— Start of READING PASSAGE —
Friday, December 23, 2011

Peace

Ring the bells that still can ring
Forget your perfect offering
There is a crack in everything
That's how the light gets in.








Monday, December 12, 2011

A Cold, Icy, and Perfect Present

My mother gave me and my sister a mountain when we were young. Chairlifts and an aerial tram under the Christmas tree promised cold days and clear fun. A T-bar baited us with an independence we hadn't yet known. You see, two precious passes wrapped by my mother in vision and reindeer paper lay under our tree. The Little Drummer Boy hanging from a thin branch announced our new place in the world: my sister and I were to become skiers.

Every Saturday morning, then, and for many years after, my mom left us at the foot of Jay Peak with lunch, each other, and seven hours of snowy bliss. At eight years old, I had Saturdays and my sister to myself. The mountain was ours. Hot shots in our own heads. We screamed down slopes beyond our ability, riding icy nerves that were sharper than any black diamond. We pushed boundaries – both our own and the mountain’s, learning something about strength and humility as we crashed into trees, took wrong turns over moguls, and grew, eventually, into decent skiers. We knew how to get to the secret runs and the good hot chocolate. We practiced our French with folks from Quebec and pretended we were from Quebec ourselves. We could do or be anything with those long slender sticks stretching out in front of us, propelling us toward the possible, binding us to each other and a cold joy. Eight years old, and on top of the Green Mountain world.
— End of READING PASSAGE —
— Start of EXTRACTED MATERIAL —
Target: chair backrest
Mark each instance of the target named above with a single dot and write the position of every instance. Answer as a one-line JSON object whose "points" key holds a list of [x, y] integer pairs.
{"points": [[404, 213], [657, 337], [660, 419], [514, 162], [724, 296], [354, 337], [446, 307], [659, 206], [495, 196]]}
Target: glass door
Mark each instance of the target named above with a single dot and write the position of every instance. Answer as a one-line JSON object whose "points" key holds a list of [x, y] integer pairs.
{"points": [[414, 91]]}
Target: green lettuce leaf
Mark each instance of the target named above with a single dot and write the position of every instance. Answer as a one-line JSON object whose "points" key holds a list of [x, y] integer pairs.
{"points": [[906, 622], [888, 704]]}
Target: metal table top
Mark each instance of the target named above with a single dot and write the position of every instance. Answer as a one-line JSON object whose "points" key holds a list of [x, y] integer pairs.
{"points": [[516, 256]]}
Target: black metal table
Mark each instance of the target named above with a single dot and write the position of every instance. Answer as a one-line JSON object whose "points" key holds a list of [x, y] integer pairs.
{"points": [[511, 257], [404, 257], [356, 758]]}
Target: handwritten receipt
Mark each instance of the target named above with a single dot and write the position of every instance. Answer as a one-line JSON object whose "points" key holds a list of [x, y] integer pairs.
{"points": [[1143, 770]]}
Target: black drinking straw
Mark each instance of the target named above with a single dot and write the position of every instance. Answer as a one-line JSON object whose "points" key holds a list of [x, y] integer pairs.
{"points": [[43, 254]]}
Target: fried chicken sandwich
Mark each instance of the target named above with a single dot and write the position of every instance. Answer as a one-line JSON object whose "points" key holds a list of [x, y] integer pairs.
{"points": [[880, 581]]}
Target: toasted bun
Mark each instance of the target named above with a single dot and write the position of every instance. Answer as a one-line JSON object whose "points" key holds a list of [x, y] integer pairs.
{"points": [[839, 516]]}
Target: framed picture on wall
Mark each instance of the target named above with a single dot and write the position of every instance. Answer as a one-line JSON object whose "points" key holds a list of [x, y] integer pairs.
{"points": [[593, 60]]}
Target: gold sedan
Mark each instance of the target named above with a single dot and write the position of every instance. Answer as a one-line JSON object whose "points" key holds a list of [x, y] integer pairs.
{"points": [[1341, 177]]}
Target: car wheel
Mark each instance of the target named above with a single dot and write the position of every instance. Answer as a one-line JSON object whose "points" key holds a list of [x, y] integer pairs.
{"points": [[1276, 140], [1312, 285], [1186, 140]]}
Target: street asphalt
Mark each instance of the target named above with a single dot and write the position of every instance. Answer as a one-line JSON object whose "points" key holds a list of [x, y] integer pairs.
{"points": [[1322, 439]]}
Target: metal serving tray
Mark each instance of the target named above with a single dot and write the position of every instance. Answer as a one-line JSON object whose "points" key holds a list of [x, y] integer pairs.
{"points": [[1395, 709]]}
— End of EXTRACTED MATERIAL —
CHALLENGES:
1 – Write out the part of the blog post starting at "My mother gave" and ending at "to become skiers.", word for word.
2 – Pull out every line of the records that contains the word "metal" and copy each one unchanged.

SOLUTIONS BELOW:
1 –
My mother gave me and my sister a mountain when we were young. Chairlifts and an aerial tram under the Christmas tree promised cold days and clear fun. A T-bar baited us with an independence we hadn't yet known. You see, two precious passes wrapped by my mother in vision and reindeer paper lay under our tree. The Little Drummer Boy hanging from a thin branch announced our new place in the world: my sister and I were to become skiers.

2 –
Target: metal table top
Target: black metal table
Target: metal serving tray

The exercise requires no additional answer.